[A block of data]
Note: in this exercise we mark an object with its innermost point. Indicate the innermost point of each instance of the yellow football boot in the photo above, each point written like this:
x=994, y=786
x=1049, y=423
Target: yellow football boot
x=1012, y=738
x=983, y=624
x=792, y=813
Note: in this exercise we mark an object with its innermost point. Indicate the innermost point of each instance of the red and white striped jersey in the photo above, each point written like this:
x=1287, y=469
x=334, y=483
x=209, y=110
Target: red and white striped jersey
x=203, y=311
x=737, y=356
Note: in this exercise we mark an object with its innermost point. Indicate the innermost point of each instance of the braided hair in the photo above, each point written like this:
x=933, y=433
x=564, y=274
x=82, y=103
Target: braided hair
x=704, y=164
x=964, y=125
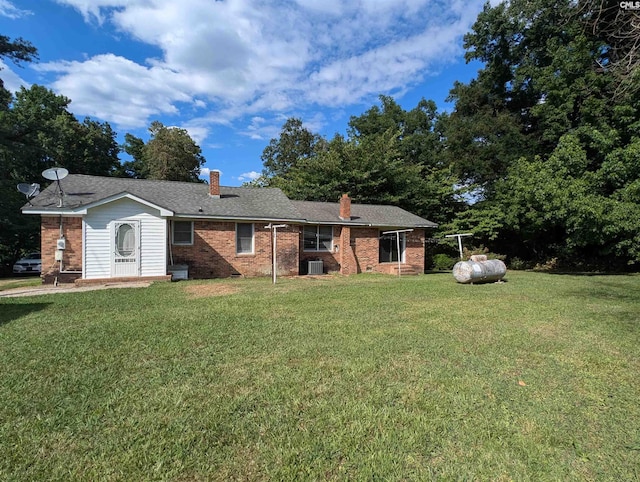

TASK DESCRIPTION: Reproduce every row above word for word, but leave out the pictures.

SOLVED PROBLEM:
Note: in this exercise we mark an object with its innermost point. Indicate the innermost point of each instance of the yellow football boot in the photo above, each point written like this:
x=994, y=786
x=1049, y=423
Target: yellow football boot
x=1012, y=738
x=983, y=624
x=792, y=813
Note: in this exercise we mark an object with its innermost point. Indicate the innermost point of each instance of the red and white striped jersey in the photo above, each point written like this:
x=1287, y=469
x=334, y=483
x=209, y=110
Target: red and white striped jersey
x=203, y=311
x=737, y=356
Note: in this exercise we mark an object with its innermost point. Indicate the innermost point of each instance of the braided hair in the photo above, each point written like this:
x=933, y=433
x=564, y=274
x=82, y=103
Target: braided hair
x=704, y=164
x=964, y=125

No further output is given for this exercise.